What this task involves
Extend the short essay below on what can be nailed down, carrying it forward from its final sentence.

Text extract

So what can be nailed down?  Let's see...

You are a limited resource.  I think we can nail this down...can't we?  Or do you want to argue that you are an unlimited resource?  Perhaps you can be in two places at the exact same time?

If you happen to agree that we can, indeed, nail down the fact that you are a limited resource...then what else can we nail down?  Can we nail you down?  If not, then why not?  My guess is that perhaps...maybe...you perceive that it would be a waste of you, a limited resource, to be nailed to...say...a cross.

But...but...we'd have to employ somebody to nail you to a cross.  That's a good thing right?   And, before you could be nailed to a cross, we'd have to have a cross in the first place.  This means that we'd need to hire somebody to cut down a tree, and then we'd have to hire somebody else to build the cross.  Plus...I think we'd need a hole to stick the cross into...so we'd also have to hire somebody to dig the hole.  How many people is that?  At least four?  This is quite a labor intensive endeavor!  Nailing you to a cross would, therefore, stimulate the economy.

Hmmm...do we really need to nail you to the cross though?  Maybe we could nail a frog to the cross instead?  We'd still have to hire at least four people.  Except, I don't think we'd be able to charge as much for admission.  Unless the frog was a prince.  A tiny prince frog nailed to a giant cross.

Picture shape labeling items
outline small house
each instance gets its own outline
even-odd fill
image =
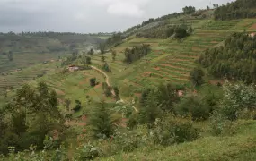
[[[67,69],[68,69],[69,72],[75,72],[75,71],[78,71],[78,70],[79,70],[79,67],[76,66],[76,65],[69,65],[69,66],[67,67]]]
[[[250,37],[254,37],[255,35],[256,35],[255,32],[252,32],[252,33],[249,34]]]

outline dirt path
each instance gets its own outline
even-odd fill
[[[108,86],[111,86],[110,83],[110,77],[108,76],[108,74],[106,72],[104,72],[102,70],[100,70],[99,68],[97,68],[95,66],[92,66],[91,65],[90,67],[93,68],[95,71],[100,72],[102,74],[103,74],[104,78],[105,78],[105,81],[108,84]],[[116,96],[115,91],[113,89],[111,90],[111,93],[112,93],[113,96]]]
[[[105,81],[106,81],[106,83],[108,84],[108,86],[111,86],[111,84],[110,83],[110,77],[108,76],[108,74],[106,73],[106,72],[104,72],[102,70],[101,70],[101,69],[99,69],[99,68],[97,68],[97,67],[95,67],[95,66],[90,66],[91,68],[93,68],[93,70],[95,70],[95,71],[98,71],[98,72],[100,72],[102,74],[103,74],[104,75],[104,78],[105,78]],[[116,94],[115,94],[115,91],[112,89],[111,90],[111,93],[112,93],[112,95],[113,96],[116,96]],[[120,98],[120,101],[123,101],[124,102],[124,100],[121,98],[121,97],[119,97]],[[136,107],[134,107],[134,110],[136,111],[136,112],[138,112],[138,110],[136,108]]]

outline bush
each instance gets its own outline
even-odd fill
[[[75,113],[77,113],[82,108],[82,103],[79,100],[75,100],[75,106],[73,108]]]
[[[227,119],[234,121],[243,110],[256,110],[256,89],[254,85],[244,83],[224,84],[224,98],[221,102],[220,113]]]
[[[78,149],[79,160],[93,160],[100,156],[101,150],[92,145],[84,145],[82,148]]]
[[[137,127],[133,131],[126,131],[116,132],[113,140],[113,144],[118,148],[118,150],[130,152],[136,148],[139,148],[147,144],[149,138],[143,129]]]
[[[183,97],[174,106],[175,113],[181,116],[191,114],[193,120],[206,120],[212,112],[212,107],[199,96],[188,96]]]
[[[175,143],[195,140],[199,136],[199,130],[193,127],[192,121],[172,114],[164,119],[156,119],[152,130],[155,144],[170,146]]]
[[[89,119],[89,125],[93,132],[93,137],[101,138],[103,136],[103,138],[110,138],[113,135],[114,125],[111,114],[111,111],[108,109],[104,102],[93,108]]]
[[[200,68],[194,68],[190,72],[190,80],[195,86],[200,86],[204,83],[203,77],[205,76],[204,71]]]
[[[96,78],[91,78],[91,79],[90,79],[90,85],[91,85],[92,87],[96,86]]]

Reply
Not sure if people would believe us though that the frog was a prince.  But do we really care whether people are willing to pay to see a tiny frog nailed to a giant cross?  Not really right?  The economy isn't about using resources to create value for consumers.  The economy is about using resources to stimulate the economy.

It really doesn't matter how resources are used...what matters is that we use them.  This is why it doesn't really matter whether we nail you or a frog to a cross.  You and a frog are perfect substitutes.  You and a cross are perfect substitutes.  We can nail the frog to you...and vice versa.

Actually, you and Napoleon are perfect substitutes...
This means that the terraces of the Champ-de-Mars are ordered first to be built up and then to be torn down. The great Napoleon, it is said, thought he was doing philanthropic work when he had ditches dug and then filled in. He also said: "What difference does the result make? All we need is to see wealth spread among the laboring classes." - Frédéric Bastiat, What Is Seen and What Is Not Seen
Maybe some illustrations would help?








Maybe learning about opportunity cost would help?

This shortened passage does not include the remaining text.